Excerpted text:
•••••
The jury could have found that the indicia of Spellman's mental illness were not sufficiently plain to have put the captain on notice of her disturbed state and, therefore, in the exercise of reasonably prudent judgment on his part he could not have been expected to do more for her than he did do. The jury could also have found that he acted competently or without negligence and therefore would be justified in returning verdicts for American on (b) and (c) above. The questions indicated were for the jury, however, and the court below by giving what was tantamount to a binding instruction in American's favor in respect to maintenance and cure, i. e., that the captain of the Bruce fulfilled his obligation to Spellman by giving her the hospital ticket, the bus ticket and the money, and by having her conducted to the bus terminal, inadvertently stifled the jury's inquiry into the substantial issues of this aspect of the case. While it would be unreasonable to require the captain of the Bruce or any other layman to be able to diagnose the exact nature of Spellman's illness, nonetheless it would be proper for the jury to find, as we have indicated, that the captain of the Bruce knew or should have known of her disturbed mental state. The company of the Bruce was small, about twenty-four seamen in all, and the captain under the maritime law was the guardian of the seamen as wards of the admiralty. Murphy v. American Barge Line Co., supra.10 It should be borne in mind also that the captain, as shown by plaintiff's Exhibit No. 2, stated that Spellman's condition was "very bad". While he testified that he made this notation and the others on the exhibit in order to save Spellman from discipline by her union, the question of why he made the notation and what he meant by it is a jury question.

In conclusion we point out that it will be necessary for the court below when the evidence has been received at the new trial adequately and clearly to charge the jury upon (a), (b) and (c). We state also that the circumstances of the instant case are such that it is one in which the device of special findings by the jury may be profitably employed.

The judgment based on the verdicts in favor of American will be reversed and the case will be remanded for a new trial.


1. As to the right of Spellman to base her claim for damages both on the General Maritime Law and the Jones Act, see our decision McCarthy v. American Eastern Corporation, 3 Cir., 1949, 175 F.2d 724.
2. Plaintiff's Exhibit No. 2.
•••••
Extracted information:
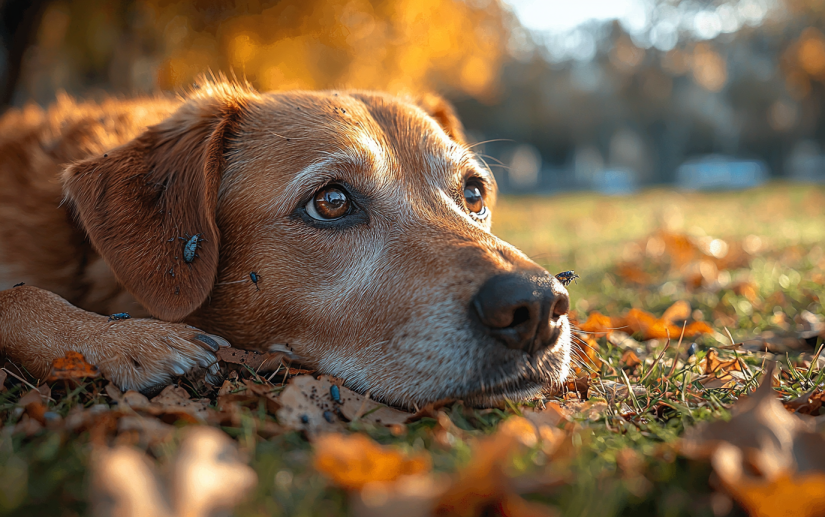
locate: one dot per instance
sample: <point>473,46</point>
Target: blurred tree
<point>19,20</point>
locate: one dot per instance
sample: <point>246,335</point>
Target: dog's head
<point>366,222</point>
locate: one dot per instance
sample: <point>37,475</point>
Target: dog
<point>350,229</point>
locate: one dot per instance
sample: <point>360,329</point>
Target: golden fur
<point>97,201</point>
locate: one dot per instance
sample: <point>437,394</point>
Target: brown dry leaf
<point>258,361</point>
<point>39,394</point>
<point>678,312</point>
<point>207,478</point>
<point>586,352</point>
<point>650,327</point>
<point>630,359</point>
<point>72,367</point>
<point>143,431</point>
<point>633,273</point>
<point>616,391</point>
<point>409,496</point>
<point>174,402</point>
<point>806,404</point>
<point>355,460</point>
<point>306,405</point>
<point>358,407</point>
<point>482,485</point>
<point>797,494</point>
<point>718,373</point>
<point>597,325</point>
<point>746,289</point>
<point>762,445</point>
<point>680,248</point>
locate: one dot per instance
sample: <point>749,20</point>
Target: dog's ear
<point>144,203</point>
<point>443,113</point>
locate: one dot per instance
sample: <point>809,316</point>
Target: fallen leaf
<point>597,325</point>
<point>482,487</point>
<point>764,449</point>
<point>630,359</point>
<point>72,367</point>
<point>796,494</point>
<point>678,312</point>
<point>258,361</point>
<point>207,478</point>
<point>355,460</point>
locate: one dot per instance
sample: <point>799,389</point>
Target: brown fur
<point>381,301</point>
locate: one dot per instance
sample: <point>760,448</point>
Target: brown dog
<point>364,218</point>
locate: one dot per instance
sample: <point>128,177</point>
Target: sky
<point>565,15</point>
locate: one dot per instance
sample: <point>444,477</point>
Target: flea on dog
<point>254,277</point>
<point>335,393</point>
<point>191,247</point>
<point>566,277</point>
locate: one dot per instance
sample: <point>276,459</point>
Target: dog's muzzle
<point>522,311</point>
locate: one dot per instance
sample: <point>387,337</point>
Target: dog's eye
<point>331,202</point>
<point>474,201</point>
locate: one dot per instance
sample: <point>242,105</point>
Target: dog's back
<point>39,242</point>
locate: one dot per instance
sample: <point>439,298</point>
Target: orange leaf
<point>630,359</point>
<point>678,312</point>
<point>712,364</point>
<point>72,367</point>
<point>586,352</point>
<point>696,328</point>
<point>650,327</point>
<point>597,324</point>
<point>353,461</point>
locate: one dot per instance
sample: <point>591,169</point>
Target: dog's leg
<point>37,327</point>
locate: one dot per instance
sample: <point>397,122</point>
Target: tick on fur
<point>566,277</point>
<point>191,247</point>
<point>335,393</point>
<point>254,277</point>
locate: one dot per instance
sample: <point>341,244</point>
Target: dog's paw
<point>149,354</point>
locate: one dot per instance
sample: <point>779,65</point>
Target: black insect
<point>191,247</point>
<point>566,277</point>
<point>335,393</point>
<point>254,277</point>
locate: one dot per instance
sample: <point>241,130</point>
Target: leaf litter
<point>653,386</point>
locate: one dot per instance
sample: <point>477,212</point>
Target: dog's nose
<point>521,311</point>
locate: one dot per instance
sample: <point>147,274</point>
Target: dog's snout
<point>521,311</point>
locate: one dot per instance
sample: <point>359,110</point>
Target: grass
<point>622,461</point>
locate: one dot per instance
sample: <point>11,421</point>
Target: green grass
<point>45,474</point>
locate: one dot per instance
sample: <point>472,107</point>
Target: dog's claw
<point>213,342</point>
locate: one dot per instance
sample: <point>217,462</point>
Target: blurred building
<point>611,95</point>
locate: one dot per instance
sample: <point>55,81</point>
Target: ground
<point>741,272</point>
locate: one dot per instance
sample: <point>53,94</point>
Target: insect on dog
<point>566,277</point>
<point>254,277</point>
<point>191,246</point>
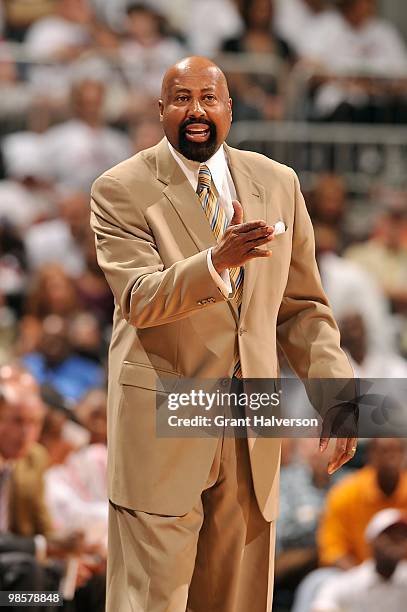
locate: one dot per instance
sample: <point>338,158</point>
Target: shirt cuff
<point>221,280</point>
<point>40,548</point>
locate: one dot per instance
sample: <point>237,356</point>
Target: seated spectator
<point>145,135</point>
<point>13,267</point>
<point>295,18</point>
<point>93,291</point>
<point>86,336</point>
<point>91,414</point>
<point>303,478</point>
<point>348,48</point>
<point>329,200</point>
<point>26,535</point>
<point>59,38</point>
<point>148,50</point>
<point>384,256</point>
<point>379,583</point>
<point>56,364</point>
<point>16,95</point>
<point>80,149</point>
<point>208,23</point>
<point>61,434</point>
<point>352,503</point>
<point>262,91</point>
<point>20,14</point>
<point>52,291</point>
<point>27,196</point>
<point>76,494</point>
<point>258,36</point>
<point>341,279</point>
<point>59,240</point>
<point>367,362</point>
•••••
What the task asks: In the court opinion excerpt above, list every act by which, according to the instruction given by the court below, the captain of the Bruce fulfilled his obligation to Spellman.

Response to the task:
- Giving her the hospital ticket
- Giving her the bus ticket
- Giving her the money
- Having her conducted to the bus terminal